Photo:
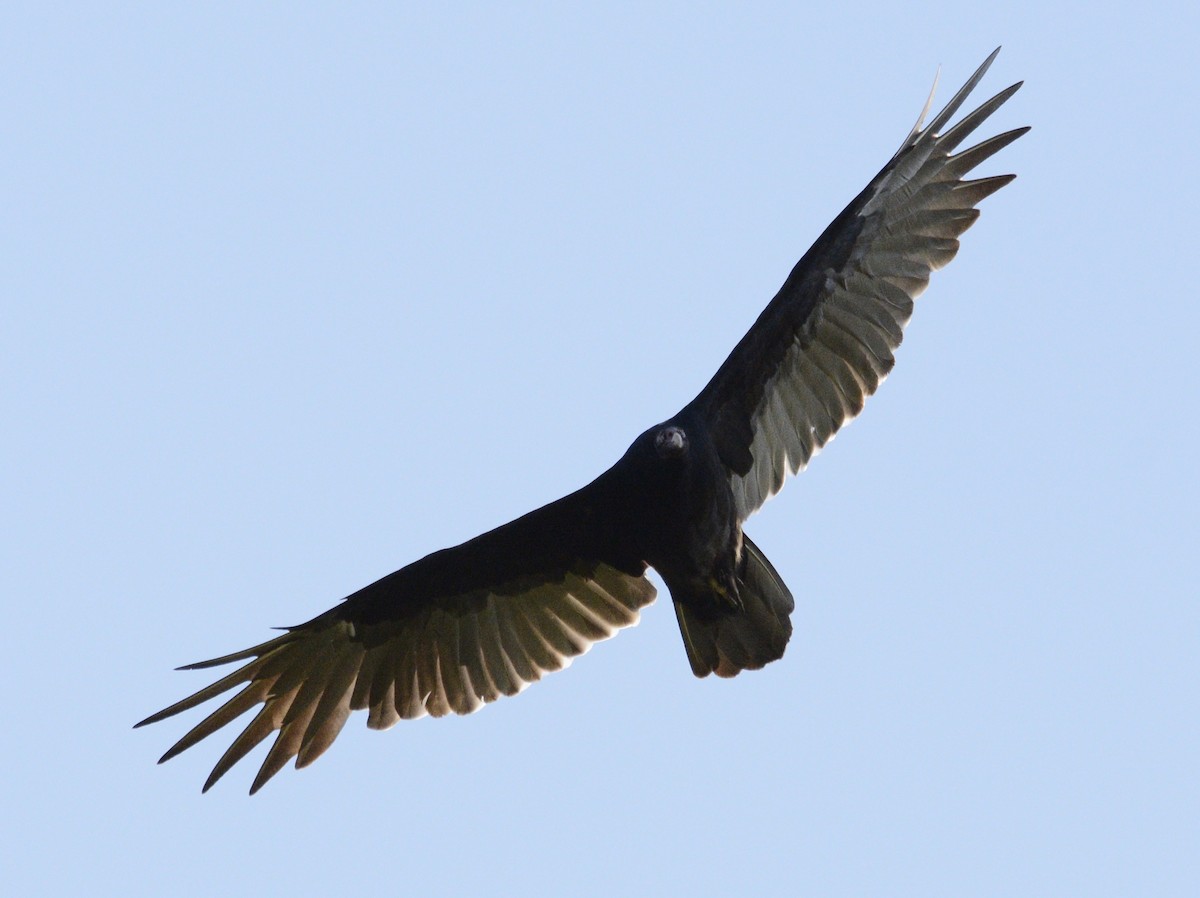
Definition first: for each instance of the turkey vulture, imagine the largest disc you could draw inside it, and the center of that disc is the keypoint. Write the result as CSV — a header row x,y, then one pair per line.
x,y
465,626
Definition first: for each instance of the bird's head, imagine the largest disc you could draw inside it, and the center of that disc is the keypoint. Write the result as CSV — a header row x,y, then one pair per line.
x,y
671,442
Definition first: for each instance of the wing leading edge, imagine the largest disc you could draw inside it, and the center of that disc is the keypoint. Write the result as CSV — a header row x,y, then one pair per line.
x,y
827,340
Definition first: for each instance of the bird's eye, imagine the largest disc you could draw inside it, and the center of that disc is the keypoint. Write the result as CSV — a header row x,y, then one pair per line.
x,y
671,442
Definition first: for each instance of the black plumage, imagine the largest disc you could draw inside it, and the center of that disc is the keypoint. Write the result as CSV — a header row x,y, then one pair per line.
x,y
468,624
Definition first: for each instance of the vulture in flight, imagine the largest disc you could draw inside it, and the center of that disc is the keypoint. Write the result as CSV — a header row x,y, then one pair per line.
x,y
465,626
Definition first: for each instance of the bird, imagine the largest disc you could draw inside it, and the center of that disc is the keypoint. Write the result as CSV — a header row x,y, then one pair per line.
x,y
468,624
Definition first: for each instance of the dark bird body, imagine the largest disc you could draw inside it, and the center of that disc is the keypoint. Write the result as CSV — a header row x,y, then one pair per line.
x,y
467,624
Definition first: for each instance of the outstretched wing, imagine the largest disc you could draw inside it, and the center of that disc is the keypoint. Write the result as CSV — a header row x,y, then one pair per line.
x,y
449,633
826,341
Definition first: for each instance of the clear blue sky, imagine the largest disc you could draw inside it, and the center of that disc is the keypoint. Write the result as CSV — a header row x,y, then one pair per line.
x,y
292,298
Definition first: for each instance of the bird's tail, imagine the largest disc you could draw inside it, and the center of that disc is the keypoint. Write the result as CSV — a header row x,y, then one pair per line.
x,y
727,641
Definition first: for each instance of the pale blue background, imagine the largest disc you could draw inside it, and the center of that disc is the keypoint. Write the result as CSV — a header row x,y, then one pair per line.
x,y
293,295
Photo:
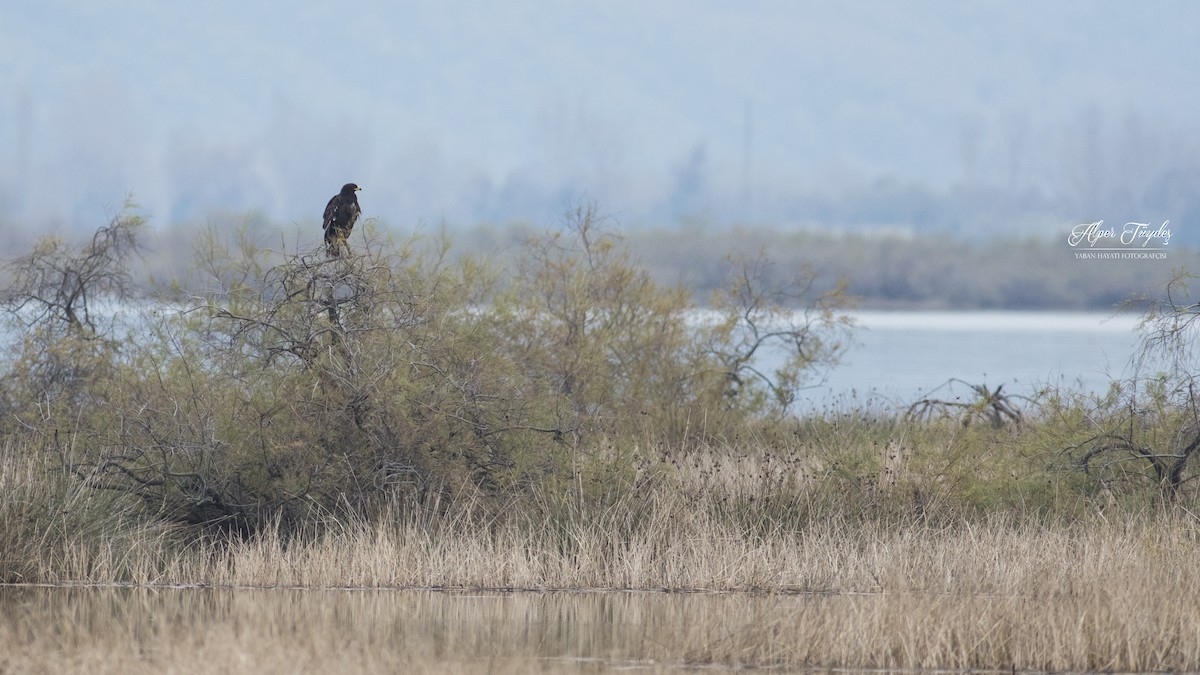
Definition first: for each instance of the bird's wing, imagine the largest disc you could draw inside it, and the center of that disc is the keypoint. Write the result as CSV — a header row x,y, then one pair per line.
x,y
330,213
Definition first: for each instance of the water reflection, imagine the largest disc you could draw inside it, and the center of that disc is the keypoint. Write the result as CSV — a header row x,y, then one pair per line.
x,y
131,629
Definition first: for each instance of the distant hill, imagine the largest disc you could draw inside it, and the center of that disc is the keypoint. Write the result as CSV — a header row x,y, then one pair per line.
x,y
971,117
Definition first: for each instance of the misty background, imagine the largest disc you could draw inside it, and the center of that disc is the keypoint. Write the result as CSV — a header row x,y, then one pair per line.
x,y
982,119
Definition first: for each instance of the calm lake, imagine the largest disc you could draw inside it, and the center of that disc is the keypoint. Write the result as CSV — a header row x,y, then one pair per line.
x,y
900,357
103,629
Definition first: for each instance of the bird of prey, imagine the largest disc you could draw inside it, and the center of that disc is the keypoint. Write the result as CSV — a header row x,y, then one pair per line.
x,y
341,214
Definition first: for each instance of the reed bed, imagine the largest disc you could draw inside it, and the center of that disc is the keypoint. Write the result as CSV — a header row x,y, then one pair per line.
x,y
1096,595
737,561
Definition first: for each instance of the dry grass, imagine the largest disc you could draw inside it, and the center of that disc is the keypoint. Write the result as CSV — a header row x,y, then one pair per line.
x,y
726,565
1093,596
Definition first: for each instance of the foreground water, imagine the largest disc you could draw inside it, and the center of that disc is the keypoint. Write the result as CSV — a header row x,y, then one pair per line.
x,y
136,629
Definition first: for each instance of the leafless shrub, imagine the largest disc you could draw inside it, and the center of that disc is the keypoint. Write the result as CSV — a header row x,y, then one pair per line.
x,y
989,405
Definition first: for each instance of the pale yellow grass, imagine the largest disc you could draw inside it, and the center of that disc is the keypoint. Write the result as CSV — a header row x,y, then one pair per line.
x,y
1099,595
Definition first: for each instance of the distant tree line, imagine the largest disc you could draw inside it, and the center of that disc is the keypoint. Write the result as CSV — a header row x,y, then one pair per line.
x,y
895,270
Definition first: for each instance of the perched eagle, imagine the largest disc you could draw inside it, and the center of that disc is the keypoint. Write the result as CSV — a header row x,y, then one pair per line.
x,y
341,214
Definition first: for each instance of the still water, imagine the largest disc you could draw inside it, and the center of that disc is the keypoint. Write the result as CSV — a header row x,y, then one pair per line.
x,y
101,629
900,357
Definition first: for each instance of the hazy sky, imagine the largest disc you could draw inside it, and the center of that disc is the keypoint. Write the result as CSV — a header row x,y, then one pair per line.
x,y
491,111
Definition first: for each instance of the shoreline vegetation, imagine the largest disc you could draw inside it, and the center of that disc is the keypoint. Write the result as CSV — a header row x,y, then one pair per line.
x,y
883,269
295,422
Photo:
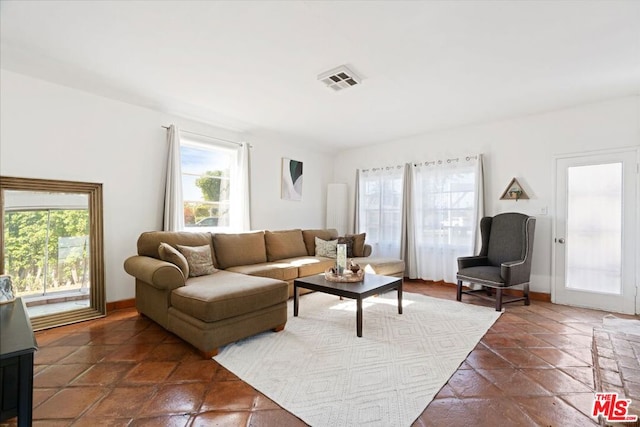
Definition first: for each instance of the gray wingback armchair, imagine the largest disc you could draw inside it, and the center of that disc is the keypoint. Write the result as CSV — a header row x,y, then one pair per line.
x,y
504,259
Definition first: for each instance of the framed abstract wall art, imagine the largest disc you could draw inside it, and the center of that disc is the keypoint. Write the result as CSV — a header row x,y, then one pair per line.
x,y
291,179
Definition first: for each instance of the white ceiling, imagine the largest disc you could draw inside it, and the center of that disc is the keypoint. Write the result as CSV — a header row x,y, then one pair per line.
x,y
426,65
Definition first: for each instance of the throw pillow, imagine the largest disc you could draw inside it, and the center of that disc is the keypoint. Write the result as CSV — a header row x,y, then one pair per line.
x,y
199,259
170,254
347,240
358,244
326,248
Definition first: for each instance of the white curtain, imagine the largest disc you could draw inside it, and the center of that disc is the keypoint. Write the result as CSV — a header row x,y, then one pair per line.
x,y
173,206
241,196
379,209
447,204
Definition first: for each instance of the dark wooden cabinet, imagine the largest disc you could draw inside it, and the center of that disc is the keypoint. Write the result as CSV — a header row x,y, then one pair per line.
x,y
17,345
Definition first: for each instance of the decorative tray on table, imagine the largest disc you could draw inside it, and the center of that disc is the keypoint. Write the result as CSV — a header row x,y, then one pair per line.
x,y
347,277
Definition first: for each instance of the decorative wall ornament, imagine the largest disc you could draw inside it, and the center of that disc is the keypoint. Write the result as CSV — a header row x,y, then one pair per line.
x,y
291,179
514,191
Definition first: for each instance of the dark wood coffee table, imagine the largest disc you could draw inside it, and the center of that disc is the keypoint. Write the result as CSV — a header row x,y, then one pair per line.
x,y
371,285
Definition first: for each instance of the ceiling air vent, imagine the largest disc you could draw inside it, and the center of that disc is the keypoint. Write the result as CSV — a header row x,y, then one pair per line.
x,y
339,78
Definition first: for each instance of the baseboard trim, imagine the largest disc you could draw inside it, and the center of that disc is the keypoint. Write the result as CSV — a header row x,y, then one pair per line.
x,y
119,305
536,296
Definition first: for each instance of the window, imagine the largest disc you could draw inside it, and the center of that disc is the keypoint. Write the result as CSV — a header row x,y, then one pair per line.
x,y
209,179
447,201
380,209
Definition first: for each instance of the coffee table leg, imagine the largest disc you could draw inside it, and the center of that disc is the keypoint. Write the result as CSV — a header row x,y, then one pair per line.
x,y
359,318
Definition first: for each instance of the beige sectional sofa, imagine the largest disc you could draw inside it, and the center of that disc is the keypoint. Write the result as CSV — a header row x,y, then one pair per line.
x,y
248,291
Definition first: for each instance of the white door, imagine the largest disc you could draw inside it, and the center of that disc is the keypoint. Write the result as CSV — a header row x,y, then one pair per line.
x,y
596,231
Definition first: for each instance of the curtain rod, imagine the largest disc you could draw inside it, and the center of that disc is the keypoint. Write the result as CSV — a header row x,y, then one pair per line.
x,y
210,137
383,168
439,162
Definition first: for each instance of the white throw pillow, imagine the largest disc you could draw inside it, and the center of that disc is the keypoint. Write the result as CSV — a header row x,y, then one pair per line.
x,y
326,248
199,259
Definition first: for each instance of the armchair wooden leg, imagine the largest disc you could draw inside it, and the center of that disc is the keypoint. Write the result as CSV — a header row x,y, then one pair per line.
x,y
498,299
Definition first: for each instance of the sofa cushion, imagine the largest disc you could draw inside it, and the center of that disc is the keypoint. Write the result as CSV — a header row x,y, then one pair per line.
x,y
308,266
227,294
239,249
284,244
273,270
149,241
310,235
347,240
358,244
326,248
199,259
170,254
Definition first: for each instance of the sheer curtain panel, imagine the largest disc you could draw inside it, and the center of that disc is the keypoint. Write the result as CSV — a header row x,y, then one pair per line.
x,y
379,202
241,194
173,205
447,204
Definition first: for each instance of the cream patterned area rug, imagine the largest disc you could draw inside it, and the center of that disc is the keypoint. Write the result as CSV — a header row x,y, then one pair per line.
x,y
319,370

----

Exactly as they appear, write out the lines from the one containing "Definition first: for each instance of the sheer" through the final line of the entries above, both included.

Task answer>
Definition first: for each instance of the sheer curtain panel, imagine the largest disc you could draw inside it, and the center of that disc is the keypoint. Write the result as CSV — a header row x,y, then one pair per line.
x,y
379,202
241,194
173,205
447,204
Definition first: for each instance of the cream patterned area rug, imagine the largest disc you could draw inside it, and the center of that disc is the keypoint. Write the result as CSV — a header row x,y, then one pair per line.
x,y
319,370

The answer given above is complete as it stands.